# Math Help - circle geometry, exam tmw!

1. ## circle geometry, exam tmw!

A tangent is drawn to the circle x2 + y2 - 18x + 4y + 35 = 0 at he point (14,3).

i) finf the equation to the tangent.
I already did, its y + x - 17 = 0.

ii) find the equations of the two chords, each of length 6(squareroot of 2), which are parallel to the tangent.

2. Originally Posted by milan
A tangent is drawn to the circle x2 + y2 - 18x + 4y + 35 = 0 at he point (14,3).
Complete the square to find the center of the circle.

Originally Posted by milan
i) finf the equation to the tangent.
Find the slope of the line through the center and the point of tangency. Note that the tangent will be perpendicular to radius line of the circle at the point of tangency, so the perpendicular slope is the slope of the tangent.

Then plug the perpendicular slope and the point of tangency into one of the formulas for equations of straight lines to find the tangent line's equation. (I get the same equation that you did.)

Originally Posted by milan
ii) find the equations of the two chords, each of length 6(squareroot of 2), which are parallel to the tangent.
You have the tangent-line's slope, so you know the slope of the two chords. From the circle equation, you know that the radius is 5*sqrt[2].

There's probably a "nicer" way to do this, but one method might be as follows:

The line from the center to the midpoint of one of the chords will have a slope of m = 1. Find the equation, through the center, of the line with this slope.

Draw the circle with its two chords. (The particular scale isn't important. The drawing is just a helpful way of keeping track of stuff.) Draw the line from the center to the midpoint of one of the chords. Also draw the radius lines from the center to either end of this chord. You should now have two identical right triangles.

Label the side of a triangle along the chord as 3sqrt[2] and the side corresponding to a radius line as 5sqrt[2]. Use the Pythagorean Theorem to find the length of the remaining side. This gives the distance of the chord from the center of the circle.

Use the Distance Formula to find the points on this line that are this distance from the center of the circle.

Then find the equations of the lines containing the chords, using the points you just found with the slope you already know.
————————
### Set task 1
Gather every line of the records that contains the string "uniform", treating uppercase and lowercase as different.
The circle geometry thread and the records come from separate sources.

### Rows taken from a pointing dataset
————————
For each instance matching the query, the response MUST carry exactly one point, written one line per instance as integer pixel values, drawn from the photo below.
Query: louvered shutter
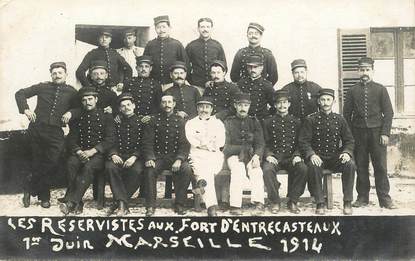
(352, 45)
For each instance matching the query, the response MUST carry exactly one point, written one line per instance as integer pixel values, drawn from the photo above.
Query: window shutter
(352, 45)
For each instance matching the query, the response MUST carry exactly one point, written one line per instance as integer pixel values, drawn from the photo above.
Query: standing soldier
(45, 132)
(368, 110)
(90, 137)
(239, 65)
(165, 51)
(282, 152)
(303, 93)
(130, 51)
(222, 92)
(202, 52)
(327, 143)
(118, 68)
(260, 90)
(125, 164)
(166, 148)
(244, 148)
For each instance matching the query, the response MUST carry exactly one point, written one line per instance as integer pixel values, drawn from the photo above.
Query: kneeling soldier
(281, 152)
(125, 166)
(327, 142)
(89, 140)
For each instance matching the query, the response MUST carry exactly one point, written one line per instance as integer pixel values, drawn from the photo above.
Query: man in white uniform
(206, 136)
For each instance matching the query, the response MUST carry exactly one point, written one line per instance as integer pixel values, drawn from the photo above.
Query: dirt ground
(402, 192)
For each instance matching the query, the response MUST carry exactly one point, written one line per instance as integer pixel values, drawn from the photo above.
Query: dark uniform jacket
(53, 100)
(128, 137)
(93, 129)
(164, 53)
(118, 68)
(186, 98)
(281, 136)
(239, 69)
(201, 54)
(223, 95)
(146, 93)
(303, 98)
(326, 135)
(262, 95)
(164, 137)
(244, 138)
(369, 106)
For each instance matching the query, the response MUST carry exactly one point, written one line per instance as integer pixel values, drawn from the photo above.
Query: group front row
(133, 153)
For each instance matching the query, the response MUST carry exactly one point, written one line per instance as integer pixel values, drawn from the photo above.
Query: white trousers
(238, 181)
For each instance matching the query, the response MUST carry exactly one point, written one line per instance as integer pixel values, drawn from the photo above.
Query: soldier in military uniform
(164, 50)
(186, 96)
(260, 90)
(244, 148)
(130, 51)
(303, 93)
(327, 142)
(118, 68)
(282, 152)
(90, 137)
(222, 92)
(125, 164)
(239, 65)
(368, 110)
(145, 90)
(202, 52)
(166, 148)
(46, 136)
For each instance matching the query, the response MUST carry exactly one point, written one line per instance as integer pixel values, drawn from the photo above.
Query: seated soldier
(281, 152)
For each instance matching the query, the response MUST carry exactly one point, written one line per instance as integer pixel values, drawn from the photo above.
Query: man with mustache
(90, 137)
(206, 136)
(222, 92)
(303, 93)
(244, 148)
(45, 129)
(165, 51)
(260, 90)
(282, 152)
(326, 142)
(118, 68)
(125, 162)
(146, 91)
(368, 110)
(239, 65)
(202, 52)
(166, 148)
(186, 96)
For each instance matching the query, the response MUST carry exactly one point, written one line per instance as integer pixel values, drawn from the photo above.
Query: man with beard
(165, 51)
(368, 110)
(125, 165)
(239, 65)
(145, 90)
(130, 52)
(206, 136)
(326, 142)
(222, 92)
(244, 148)
(202, 52)
(303, 93)
(186, 96)
(89, 140)
(166, 148)
(282, 152)
(118, 68)
(45, 132)
(260, 90)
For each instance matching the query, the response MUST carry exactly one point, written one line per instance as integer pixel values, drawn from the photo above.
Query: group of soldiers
(139, 113)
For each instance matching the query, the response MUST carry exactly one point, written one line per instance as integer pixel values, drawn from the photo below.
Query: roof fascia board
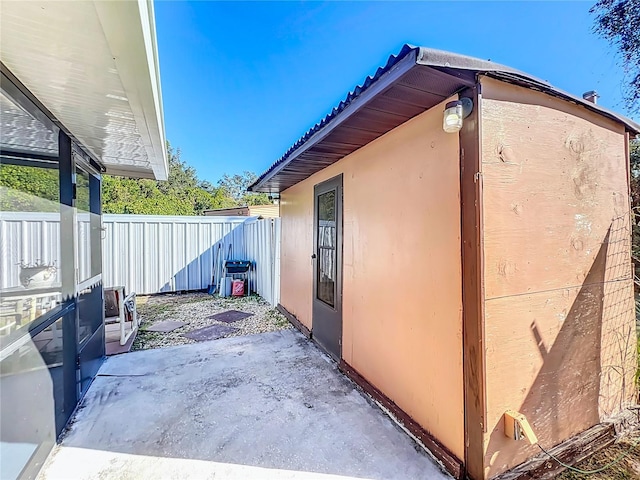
(399, 69)
(129, 43)
(123, 171)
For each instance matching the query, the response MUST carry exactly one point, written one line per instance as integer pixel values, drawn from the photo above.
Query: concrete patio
(268, 406)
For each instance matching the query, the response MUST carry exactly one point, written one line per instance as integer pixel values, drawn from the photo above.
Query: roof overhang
(411, 82)
(93, 65)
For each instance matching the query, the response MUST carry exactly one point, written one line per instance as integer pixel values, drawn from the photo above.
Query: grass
(626, 469)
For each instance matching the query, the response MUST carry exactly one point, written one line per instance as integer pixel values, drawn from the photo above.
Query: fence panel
(149, 253)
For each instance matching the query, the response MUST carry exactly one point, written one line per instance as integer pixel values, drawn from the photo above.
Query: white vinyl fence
(149, 253)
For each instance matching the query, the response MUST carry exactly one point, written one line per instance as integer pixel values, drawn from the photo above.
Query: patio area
(264, 406)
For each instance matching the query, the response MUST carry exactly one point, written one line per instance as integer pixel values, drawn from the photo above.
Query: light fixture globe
(452, 120)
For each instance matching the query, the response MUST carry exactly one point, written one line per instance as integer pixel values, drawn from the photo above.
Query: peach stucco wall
(559, 311)
(402, 313)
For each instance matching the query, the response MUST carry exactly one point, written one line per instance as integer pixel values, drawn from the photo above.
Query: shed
(80, 96)
(509, 288)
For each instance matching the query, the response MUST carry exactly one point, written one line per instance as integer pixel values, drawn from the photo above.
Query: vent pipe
(591, 96)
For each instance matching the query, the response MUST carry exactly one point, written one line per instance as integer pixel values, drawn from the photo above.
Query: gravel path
(194, 309)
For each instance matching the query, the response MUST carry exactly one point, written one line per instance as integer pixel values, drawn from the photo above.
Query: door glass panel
(326, 288)
(83, 225)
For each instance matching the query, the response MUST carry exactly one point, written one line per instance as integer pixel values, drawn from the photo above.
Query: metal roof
(414, 80)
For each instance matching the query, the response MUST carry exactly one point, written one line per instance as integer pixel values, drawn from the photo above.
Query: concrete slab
(268, 406)
(165, 327)
(212, 332)
(231, 316)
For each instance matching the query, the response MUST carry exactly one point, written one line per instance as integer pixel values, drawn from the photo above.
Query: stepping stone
(212, 332)
(165, 327)
(230, 316)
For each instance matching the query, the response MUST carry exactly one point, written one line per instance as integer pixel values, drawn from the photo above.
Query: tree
(618, 21)
(236, 188)
(182, 194)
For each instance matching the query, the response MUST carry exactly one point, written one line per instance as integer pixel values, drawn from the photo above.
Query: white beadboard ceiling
(94, 66)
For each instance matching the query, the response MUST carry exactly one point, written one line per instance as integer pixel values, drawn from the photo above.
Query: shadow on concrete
(272, 401)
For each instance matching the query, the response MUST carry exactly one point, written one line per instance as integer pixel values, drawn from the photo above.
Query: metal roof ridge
(439, 59)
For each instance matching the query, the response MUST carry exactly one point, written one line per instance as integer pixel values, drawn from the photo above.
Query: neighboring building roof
(411, 82)
(94, 66)
(265, 211)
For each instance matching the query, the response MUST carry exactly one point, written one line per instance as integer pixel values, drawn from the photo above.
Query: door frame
(319, 307)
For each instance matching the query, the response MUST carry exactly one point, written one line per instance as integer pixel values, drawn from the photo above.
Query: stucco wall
(559, 311)
(402, 322)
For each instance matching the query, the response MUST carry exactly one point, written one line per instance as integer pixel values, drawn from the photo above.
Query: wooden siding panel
(559, 311)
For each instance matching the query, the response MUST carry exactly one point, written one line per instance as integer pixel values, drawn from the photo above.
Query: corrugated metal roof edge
(440, 58)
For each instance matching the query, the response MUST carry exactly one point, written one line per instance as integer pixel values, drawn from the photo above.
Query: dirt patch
(196, 310)
(627, 468)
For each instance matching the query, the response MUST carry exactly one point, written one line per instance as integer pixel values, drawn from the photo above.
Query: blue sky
(242, 81)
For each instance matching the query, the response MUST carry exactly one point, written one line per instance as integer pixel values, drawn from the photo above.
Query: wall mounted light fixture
(454, 113)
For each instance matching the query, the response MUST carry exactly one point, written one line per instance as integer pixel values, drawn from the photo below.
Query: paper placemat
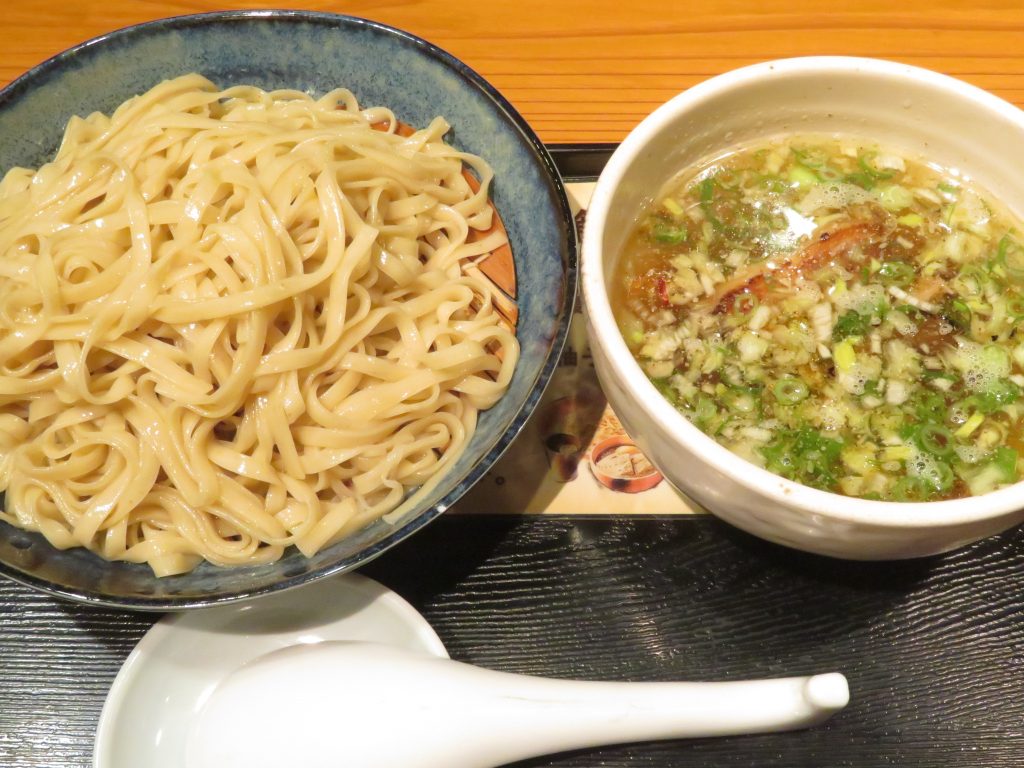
————————
### Set task 2
In the circle geometry thread, what equation does the original poster give for the tangent?

### Finished answer 1
Query: man in white uniform
Query: dark uniform jacket
Query: soldier in military uniform

### Finished answer 2
y + x - 17 = 0